▸ **The problem**: Using the records below, quote only the span that opens with the line containing "# test: point at every instance of the tall" and closes with the line containing "# test: point at every instance of the white", exactly and inclusively.

● ● ●

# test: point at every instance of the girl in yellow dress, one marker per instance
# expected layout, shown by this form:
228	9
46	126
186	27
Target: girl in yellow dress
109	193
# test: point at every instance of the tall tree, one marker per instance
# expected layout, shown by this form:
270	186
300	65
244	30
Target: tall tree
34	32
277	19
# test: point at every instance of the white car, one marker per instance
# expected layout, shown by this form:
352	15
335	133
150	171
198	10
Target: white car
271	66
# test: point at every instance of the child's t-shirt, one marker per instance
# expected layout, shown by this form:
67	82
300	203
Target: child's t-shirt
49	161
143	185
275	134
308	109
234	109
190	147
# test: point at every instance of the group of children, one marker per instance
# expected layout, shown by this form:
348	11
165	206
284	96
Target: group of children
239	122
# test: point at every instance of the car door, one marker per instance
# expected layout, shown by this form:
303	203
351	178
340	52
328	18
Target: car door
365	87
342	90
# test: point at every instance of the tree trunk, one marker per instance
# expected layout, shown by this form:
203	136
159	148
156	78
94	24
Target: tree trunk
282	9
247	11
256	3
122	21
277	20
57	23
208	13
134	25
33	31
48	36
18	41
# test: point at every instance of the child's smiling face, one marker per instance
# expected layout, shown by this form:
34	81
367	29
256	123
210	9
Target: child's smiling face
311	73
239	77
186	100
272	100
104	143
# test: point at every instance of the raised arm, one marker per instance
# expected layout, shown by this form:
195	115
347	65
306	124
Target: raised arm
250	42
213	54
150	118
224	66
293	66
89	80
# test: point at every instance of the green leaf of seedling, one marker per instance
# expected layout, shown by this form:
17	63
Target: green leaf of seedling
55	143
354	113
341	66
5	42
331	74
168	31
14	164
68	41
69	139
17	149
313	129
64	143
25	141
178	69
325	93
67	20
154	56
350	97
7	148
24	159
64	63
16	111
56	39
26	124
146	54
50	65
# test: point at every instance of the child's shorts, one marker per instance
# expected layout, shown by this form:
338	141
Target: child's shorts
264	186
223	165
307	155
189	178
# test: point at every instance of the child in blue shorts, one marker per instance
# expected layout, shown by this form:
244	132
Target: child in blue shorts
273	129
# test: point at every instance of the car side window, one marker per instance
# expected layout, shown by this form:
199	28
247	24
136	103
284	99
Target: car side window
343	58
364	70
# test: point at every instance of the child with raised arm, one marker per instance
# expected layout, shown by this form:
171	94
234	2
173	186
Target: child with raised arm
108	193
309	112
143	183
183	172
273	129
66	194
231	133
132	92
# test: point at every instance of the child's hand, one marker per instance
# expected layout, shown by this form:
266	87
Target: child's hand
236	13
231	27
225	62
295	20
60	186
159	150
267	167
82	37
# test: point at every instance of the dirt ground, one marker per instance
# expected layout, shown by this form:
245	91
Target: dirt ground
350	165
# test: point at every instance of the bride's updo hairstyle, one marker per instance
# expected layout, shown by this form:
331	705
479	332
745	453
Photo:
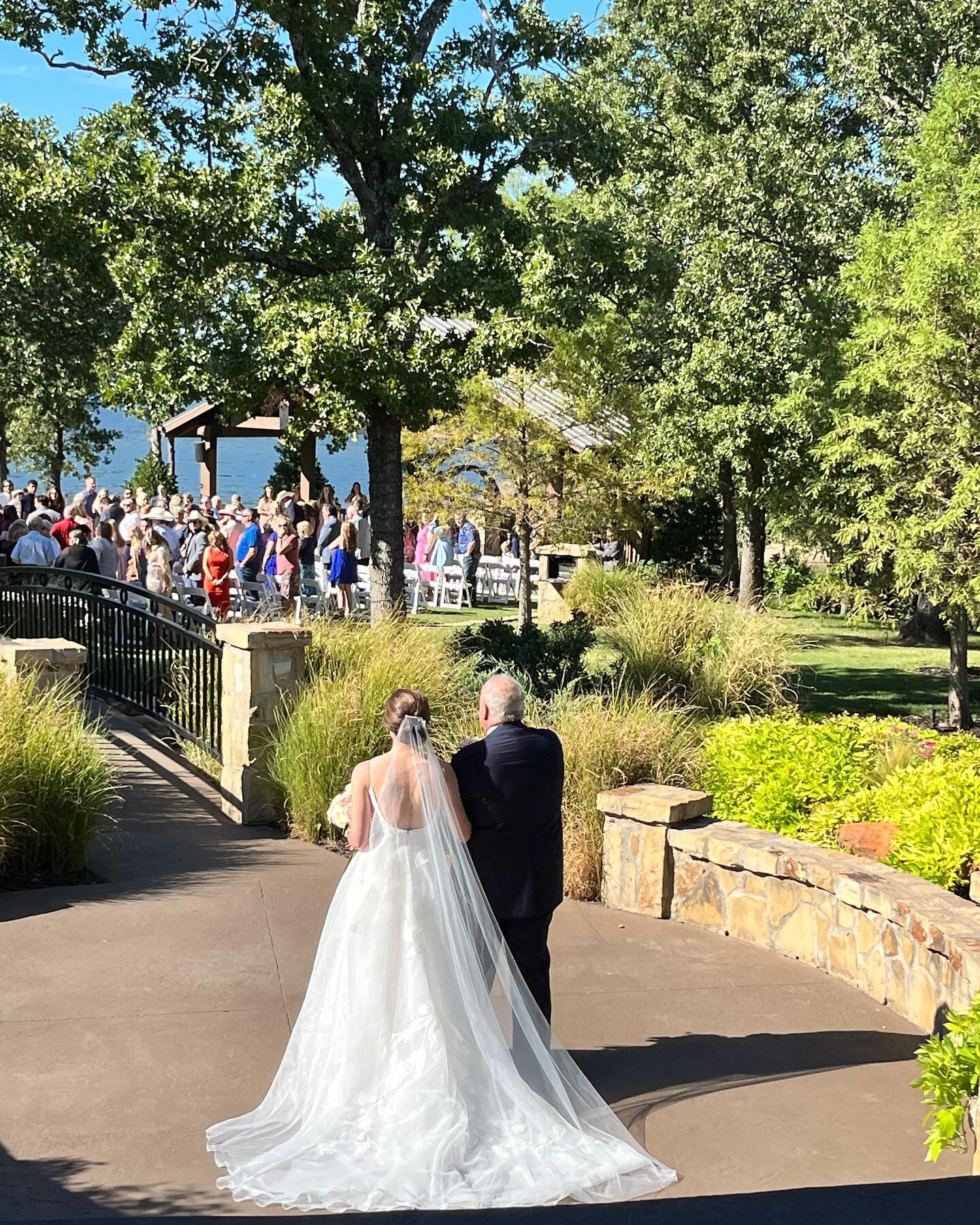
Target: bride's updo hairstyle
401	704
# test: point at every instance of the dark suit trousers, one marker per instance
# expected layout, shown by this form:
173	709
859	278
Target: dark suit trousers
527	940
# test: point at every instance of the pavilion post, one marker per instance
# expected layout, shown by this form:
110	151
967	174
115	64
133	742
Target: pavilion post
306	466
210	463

● ● ●

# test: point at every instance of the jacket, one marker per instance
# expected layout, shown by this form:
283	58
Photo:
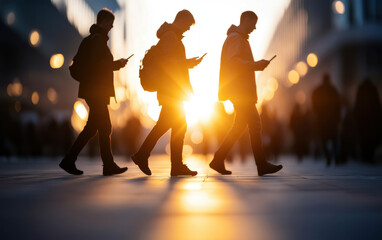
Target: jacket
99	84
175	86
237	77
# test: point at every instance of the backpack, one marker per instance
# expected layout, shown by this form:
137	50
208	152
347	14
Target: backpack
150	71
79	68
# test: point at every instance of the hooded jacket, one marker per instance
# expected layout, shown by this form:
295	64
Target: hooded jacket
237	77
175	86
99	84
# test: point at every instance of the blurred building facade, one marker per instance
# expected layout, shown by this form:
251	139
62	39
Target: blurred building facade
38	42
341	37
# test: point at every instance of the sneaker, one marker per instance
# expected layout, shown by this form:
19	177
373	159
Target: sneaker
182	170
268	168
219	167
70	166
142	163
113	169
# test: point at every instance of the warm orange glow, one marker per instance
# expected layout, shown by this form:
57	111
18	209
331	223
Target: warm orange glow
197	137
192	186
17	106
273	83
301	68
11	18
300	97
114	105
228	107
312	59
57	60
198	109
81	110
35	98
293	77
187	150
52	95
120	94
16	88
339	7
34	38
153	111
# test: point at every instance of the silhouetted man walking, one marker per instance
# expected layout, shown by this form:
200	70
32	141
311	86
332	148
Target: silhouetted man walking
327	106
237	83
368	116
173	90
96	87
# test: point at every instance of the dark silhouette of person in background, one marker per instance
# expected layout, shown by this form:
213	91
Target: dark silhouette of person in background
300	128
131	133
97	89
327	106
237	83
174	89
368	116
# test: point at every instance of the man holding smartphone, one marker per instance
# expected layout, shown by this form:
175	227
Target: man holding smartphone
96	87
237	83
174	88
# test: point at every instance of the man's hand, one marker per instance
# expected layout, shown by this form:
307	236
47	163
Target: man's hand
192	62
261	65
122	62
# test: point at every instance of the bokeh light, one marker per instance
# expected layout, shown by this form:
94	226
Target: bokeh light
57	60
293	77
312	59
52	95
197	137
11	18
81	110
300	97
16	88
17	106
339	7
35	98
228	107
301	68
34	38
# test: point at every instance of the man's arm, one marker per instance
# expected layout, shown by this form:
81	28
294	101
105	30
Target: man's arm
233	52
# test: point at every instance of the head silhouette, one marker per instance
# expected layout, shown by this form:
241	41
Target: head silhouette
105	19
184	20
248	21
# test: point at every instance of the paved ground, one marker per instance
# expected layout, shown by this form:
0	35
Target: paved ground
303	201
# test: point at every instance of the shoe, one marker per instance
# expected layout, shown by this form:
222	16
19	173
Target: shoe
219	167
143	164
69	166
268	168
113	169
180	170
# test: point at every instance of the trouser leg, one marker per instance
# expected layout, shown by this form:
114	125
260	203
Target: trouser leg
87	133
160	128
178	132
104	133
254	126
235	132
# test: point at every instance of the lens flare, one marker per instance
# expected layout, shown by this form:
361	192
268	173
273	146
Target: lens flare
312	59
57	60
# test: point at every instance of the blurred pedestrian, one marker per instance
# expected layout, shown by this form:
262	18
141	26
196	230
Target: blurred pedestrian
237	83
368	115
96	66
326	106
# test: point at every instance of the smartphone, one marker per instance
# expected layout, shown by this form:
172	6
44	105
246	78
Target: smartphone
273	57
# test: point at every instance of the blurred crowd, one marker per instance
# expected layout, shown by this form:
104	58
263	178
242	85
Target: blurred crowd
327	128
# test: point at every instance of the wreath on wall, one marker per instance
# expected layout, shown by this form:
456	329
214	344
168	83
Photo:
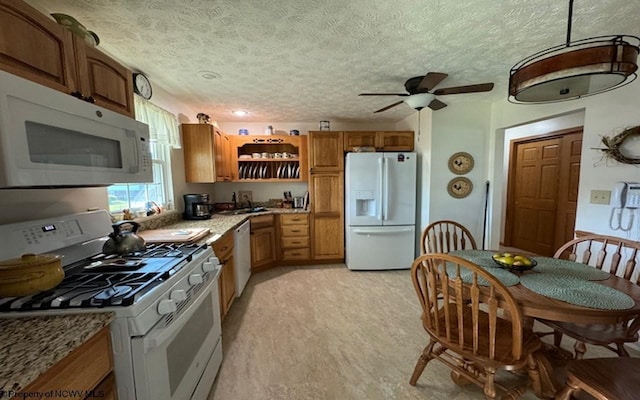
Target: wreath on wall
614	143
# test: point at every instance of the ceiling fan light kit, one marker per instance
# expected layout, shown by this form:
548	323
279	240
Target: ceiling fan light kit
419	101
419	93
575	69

● ● ●

▸ **Output below**:
# test: point at every instance of the tall tree, one marker per instance
# expected layout, shown by this form:
270	186
300	65
244	30
Target: tall tree
34	32
277	19
# test: point at every instance of the white car, one marker per instance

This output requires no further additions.